● **Your goal**:
Copy the lines below word for word, but leave out the pictures.

----- Supplied data -----

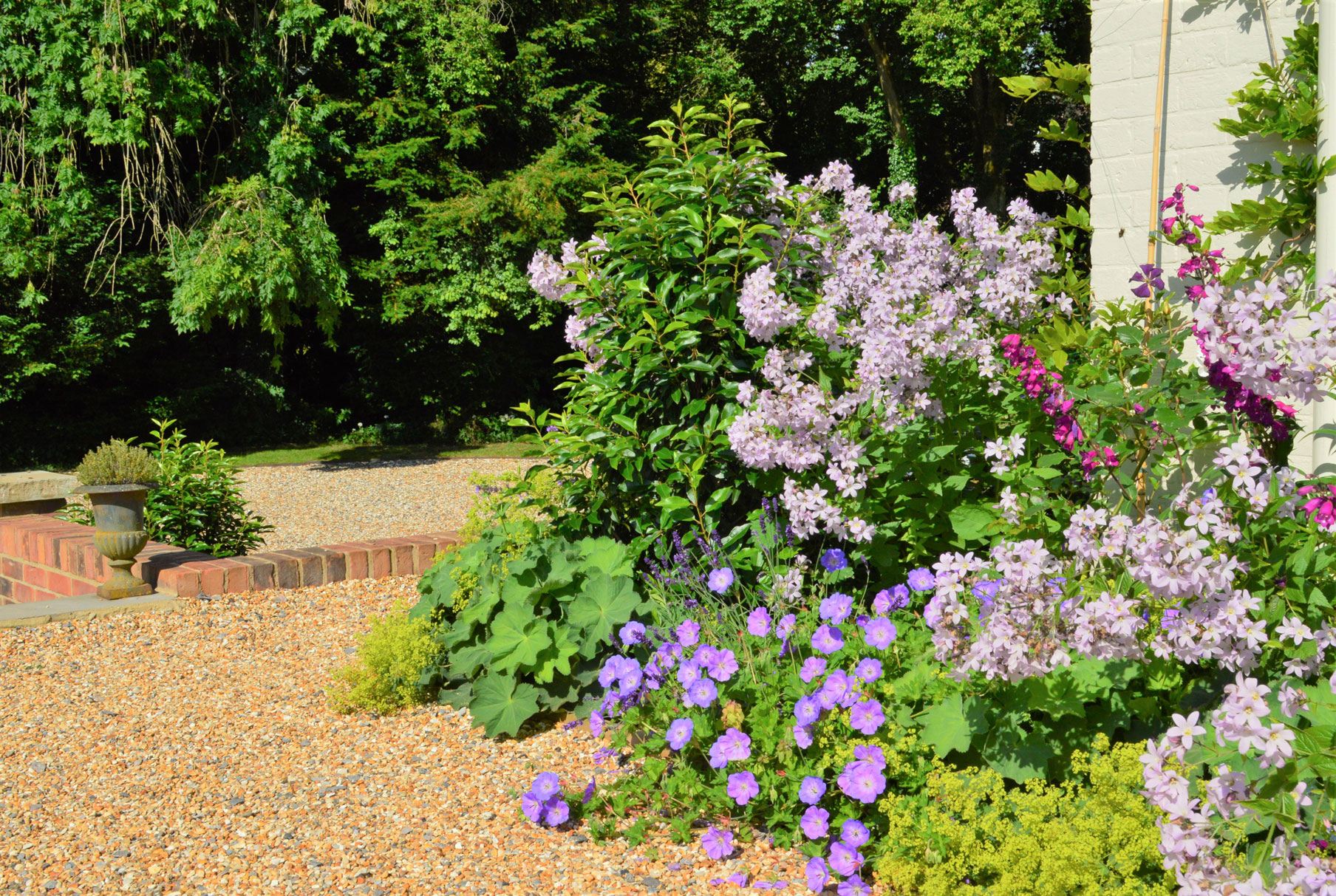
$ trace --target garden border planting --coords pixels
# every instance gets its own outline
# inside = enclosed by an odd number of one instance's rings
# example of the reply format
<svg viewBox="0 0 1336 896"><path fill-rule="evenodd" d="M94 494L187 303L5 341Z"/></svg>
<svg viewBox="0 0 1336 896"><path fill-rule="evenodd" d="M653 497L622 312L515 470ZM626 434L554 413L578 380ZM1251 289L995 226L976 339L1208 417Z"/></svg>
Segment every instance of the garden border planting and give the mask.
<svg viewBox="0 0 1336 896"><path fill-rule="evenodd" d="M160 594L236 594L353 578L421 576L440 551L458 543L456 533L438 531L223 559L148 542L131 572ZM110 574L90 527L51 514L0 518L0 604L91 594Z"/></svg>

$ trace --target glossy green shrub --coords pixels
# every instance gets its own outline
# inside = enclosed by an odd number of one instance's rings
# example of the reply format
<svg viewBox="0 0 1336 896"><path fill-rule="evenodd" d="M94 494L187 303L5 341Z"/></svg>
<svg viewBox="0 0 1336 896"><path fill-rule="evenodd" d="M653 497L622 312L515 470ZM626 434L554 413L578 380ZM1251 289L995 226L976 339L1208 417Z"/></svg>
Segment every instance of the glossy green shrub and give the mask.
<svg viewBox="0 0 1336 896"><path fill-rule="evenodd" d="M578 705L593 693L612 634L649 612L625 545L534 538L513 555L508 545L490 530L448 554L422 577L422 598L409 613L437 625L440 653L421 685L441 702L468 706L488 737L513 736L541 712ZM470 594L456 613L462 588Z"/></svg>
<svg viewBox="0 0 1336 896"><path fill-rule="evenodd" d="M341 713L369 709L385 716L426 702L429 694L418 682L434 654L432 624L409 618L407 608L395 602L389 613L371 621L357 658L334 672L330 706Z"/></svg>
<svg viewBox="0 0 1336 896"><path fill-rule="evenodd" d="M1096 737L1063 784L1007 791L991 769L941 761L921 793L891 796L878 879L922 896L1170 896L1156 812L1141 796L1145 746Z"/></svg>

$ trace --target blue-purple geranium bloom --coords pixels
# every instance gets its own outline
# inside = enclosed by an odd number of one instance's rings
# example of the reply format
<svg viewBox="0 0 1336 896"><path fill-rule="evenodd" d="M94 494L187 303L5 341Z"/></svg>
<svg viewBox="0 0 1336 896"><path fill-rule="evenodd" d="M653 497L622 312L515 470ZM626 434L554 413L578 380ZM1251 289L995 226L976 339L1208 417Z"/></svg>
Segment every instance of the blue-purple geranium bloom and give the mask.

-----

● **Correct output**:
$ trace --target garden border planting --coords pixels
# every instance gets its own outline
# inside = enclosed by an odd number of one instance's rings
# example of the reply format
<svg viewBox="0 0 1336 896"><path fill-rule="evenodd" d="M94 494L187 303L5 341Z"/></svg>
<svg viewBox="0 0 1336 896"><path fill-rule="evenodd" d="M653 497L622 312L515 470ZM626 434L554 413L578 380ZM1251 289L995 226L976 339L1208 417Z"/></svg>
Segment every instance of the garden border planting and give the mask.
<svg viewBox="0 0 1336 896"><path fill-rule="evenodd" d="M160 594L236 594L353 578L421 576L440 551L458 543L456 533L438 531L223 559L148 542L131 572ZM110 574L90 527L51 514L0 518L0 604L91 594Z"/></svg>

$ trace --target glossy green shrub --coords pixels
# every instance gets its own outline
# inside = enclosed by an odd number of one instance's rings
# example of the reply format
<svg viewBox="0 0 1336 896"><path fill-rule="evenodd" d="M94 494L187 303L5 341Z"/></svg>
<svg viewBox="0 0 1336 896"><path fill-rule="evenodd" d="M653 497L622 312L515 470ZM626 434L554 413L578 380ZM1251 289L995 226L976 339L1208 417Z"/></svg>
Segment every instance of the glossy green shrub and give the mask.
<svg viewBox="0 0 1336 896"><path fill-rule="evenodd" d="M578 705L593 693L612 634L649 612L625 545L534 538L513 555L508 545L490 530L448 554L422 577L422 598L409 613L437 625L440 653L421 685L441 702L468 706L488 737L513 736L541 712ZM470 594L456 613L462 588Z"/></svg>
<svg viewBox="0 0 1336 896"><path fill-rule="evenodd" d="M341 713L369 709L385 716L426 702L429 694L418 682L434 654L432 624L409 618L407 608L395 602L389 613L371 621L357 658L334 672L330 706Z"/></svg>
<svg viewBox="0 0 1336 896"><path fill-rule="evenodd" d="M1096 737L1063 784L1007 791L991 769L941 761L921 793L891 796L878 879L922 896L1170 896L1156 812L1141 796L1145 746Z"/></svg>

$ trace --target blue-purple geranium bloom --coords pixels
# every instance gets its own outline
# inside = enclosed by an odd number of one instance's rings
# example of the reply format
<svg viewBox="0 0 1336 896"><path fill-rule="evenodd" d="M94 494L187 303L5 341Z"/></svg>
<svg viewBox="0 0 1336 896"><path fill-rule="evenodd" d="M653 497L622 312L515 470ZM626 434L554 413L578 380ZM1251 289L995 226L976 339L1208 417Z"/></svg>
Segment every instance of the blue-purple geranium bloom and give the mask.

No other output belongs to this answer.